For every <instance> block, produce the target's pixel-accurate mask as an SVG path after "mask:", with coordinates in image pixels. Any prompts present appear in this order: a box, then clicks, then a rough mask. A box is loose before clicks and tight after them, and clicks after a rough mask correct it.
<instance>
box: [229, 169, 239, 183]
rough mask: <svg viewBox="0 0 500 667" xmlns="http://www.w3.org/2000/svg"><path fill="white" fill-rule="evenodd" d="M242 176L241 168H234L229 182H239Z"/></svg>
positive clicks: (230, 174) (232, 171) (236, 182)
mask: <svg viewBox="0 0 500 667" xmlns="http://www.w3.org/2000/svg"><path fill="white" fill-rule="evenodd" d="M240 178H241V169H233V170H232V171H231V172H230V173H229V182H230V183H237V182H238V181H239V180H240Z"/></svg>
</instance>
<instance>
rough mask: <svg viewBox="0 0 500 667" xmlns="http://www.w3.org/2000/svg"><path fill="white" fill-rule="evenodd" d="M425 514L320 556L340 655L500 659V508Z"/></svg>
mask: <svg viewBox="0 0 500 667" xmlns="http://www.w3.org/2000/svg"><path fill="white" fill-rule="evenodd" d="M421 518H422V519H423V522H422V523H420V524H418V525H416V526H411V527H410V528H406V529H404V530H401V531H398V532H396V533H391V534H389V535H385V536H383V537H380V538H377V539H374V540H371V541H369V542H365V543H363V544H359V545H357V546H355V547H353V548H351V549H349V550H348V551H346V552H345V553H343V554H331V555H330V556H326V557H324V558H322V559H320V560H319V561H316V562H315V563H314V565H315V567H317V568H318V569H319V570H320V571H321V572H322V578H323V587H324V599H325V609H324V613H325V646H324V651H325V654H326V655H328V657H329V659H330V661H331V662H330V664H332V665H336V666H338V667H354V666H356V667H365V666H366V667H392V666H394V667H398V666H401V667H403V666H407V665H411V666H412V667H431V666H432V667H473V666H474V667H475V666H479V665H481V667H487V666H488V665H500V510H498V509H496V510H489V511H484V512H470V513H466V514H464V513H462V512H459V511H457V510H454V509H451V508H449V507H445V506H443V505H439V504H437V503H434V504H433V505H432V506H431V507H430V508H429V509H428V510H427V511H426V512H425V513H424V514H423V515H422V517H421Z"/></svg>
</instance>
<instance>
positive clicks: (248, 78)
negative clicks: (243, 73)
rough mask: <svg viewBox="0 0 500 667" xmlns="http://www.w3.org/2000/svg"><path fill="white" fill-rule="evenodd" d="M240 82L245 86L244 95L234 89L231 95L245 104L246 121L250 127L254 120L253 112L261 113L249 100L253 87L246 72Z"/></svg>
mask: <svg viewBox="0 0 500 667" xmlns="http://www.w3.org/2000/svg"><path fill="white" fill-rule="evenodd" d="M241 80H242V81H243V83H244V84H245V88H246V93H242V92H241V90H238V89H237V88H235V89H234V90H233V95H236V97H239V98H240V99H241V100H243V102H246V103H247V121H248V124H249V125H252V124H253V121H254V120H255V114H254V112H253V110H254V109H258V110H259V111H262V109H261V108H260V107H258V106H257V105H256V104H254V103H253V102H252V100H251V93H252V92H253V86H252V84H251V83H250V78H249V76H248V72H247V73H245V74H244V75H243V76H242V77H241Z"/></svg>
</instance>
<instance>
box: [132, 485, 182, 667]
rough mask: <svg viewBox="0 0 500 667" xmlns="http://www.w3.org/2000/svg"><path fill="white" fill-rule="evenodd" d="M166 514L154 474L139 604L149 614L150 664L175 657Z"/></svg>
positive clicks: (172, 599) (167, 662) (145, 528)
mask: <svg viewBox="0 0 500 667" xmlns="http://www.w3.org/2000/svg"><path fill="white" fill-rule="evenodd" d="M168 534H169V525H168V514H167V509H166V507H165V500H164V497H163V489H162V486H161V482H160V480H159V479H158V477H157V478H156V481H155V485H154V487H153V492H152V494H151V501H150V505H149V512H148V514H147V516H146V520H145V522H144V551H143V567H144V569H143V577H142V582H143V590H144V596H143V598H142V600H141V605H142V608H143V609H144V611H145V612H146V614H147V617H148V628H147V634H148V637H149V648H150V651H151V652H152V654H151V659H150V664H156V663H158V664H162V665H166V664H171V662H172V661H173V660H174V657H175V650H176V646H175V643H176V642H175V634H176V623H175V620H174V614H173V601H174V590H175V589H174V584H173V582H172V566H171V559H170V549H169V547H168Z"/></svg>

- What this task involves
Extract the full listing and reproduce each line exactly.

- Result below
For every <instance> block, produce the target's pixel-accurate mask as an SVG path after "mask:", with coordinates in image pixels. Any prompts present appear in this order: a box, then clicks, then a rough mask. A box is loose before clicks and tight after them, and clicks after a rough mask correct it.
<instance>
box: [229, 169, 239, 183]
rough mask: <svg viewBox="0 0 500 667" xmlns="http://www.w3.org/2000/svg"><path fill="white" fill-rule="evenodd" d="M242 176L241 168H234L229 182H239Z"/></svg>
positive clicks: (230, 174) (232, 171) (236, 182)
mask: <svg viewBox="0 0 500 667" xmlns="http://www.w3.org/2000/svg"><path fill="white" fill-rule="evenodd" d="M240 178H241V169H233V170H232V171H231V172H230V173H229V182H230V183H237V182H238V181H239V180H240Z"/></svg>
</instance>
<instance>
rough mask: <svg viewBox="0 0 500 667" xmlns="http://www.w3.org/2000/svg"><path fill="white" fill-rule="evenodd" d="M425 514L320 556L340 655L500 659V508Z"/></svg>
mask: <svg viewBox="0 0 500 667" xmlns="http://www.w3.org/2000/svg"><path fill="white" fill-rule="evenodd" d="M421 518H422V519H423V522H422V523H420V524H418V525H416V526H411V527H410V528H406V529H404V530H401V531H398V532H396V533H391V534H389V535H385V536H383V537H380V538H377V539H374V540H371V541H369V542H365V543H363V544H359V545H357V546H355V547H353V548H351V549H349V550H348V551H346V552H345V553H343V554H331V555H330V556H326V557H324V558H322V559H320V560H319V561H316V562H315V563H314V565H315V567H317V568H318V569H319V570H320V571H321V572H322V578H323V587H324V599H325V609H324V613H325V646H324V651H325V654H326V655H328V657H329V659H330V661H331V662H330V664H332V665H336V666H338V667H354V666H356V667H365V666H366V667H392V666H394V667H398V666H401V667H403V666H407V665H411V666H412V667H431V666H432V667H473V666H474V667H475V666H479V665H481V667H487V666H488V665H500V510H498V509H496V510H489V511H484V512H470V513H466V514H464V513H462V512H459V511H457V510H454V509H451V508H449V507H445V506H443V505H439V504H437V503H434V504H433V505H432V506H431V507H430V508H429V509H428V510H427V511H426V512H425V513H424V514H423V515H422V517H421Z"/></svg>
</instance>
<instance>
positive clicks: (248, 78)
negative clicks: (243, 73)
rough mask: <svg viewBox="0 0 500 667" xmlns="http://www.w3.org/2000/svg"><path fill="white" fill-rule="evenodd" d="M240 82L245 86L244 95L234 89L231 95L245 104L246 121L250 127L254 120L253 112L261 113L249 100L253 87L246 72Z"/></svg>
mask: <svg viewBox="0 0 500 667" xmlns="http://www.w3.org/2000/svg"><path fill="white" fill-rule="evenodd" d="M241 80H242V81H243V83H244V84H245V88H246V93H242V92H241V90H238V89H237V88H235V89H234V90H233V95H236V97H239V98H240V99H241V100H243V102H246V103H247V121H248V124H249V125H252V124H253V121H254V120H255V114H254V112H253V110H254V109H258V110H259V111H262V109H261V108H260V107H258V106H257V105H256V104H254V103H253V102H252V100H251V93H252V92H253V86H252V84H251V83H250V78H249V76H248V72H247V73H245V74H244V75H243V76H242V77H241Z"/></svg>
</instance>
<instance>
box: [132, 485, 182, 667]
rough mask: <svg viewBox="0 0 500 667" xmlns="http://www.w3.org/2000/svg"><path fill="white" fill-rule="evenodd" d="M166 514L154 474L139 604L149 614L150 664L175 657Z"/></svg>
positive clicks: (172, 599) (167, 662) (145, 528)
mask: <svg viewBox="0 0 500 667" xmlns="http://www.w3.org/2000/svg"><path fill="white" fill-rule="evenodd" d="M168 534H169V525H168V514H167V509H166V507H165V500H164V497H163V489H162V486H161V482H160V480H159V479H158V477H157V478H156V481H155V485H154V487H153V492H152V494H151V501H150V505H149V512H148V514H147V516H146V520H145V522H144V551H143V567H144V569H143V577H142V582H143V590H144V596H143V598H142V600H141V605H142V608H143V609H144V611H145V612H146V614H147V617H148V628H147V634H148V637H149V648H150V651H151V652H152V654H151V659H150V664H156V663H158V664H162V665H166V664H171V662H172V661H173V660H174V657H175V650H176V646H175V643H176V642H175V634H176V623H175V620H174V614H173V601H174V590H175V589H174V584H173V582H172V566H171V559H170V549H169V547H168Z"/></svg>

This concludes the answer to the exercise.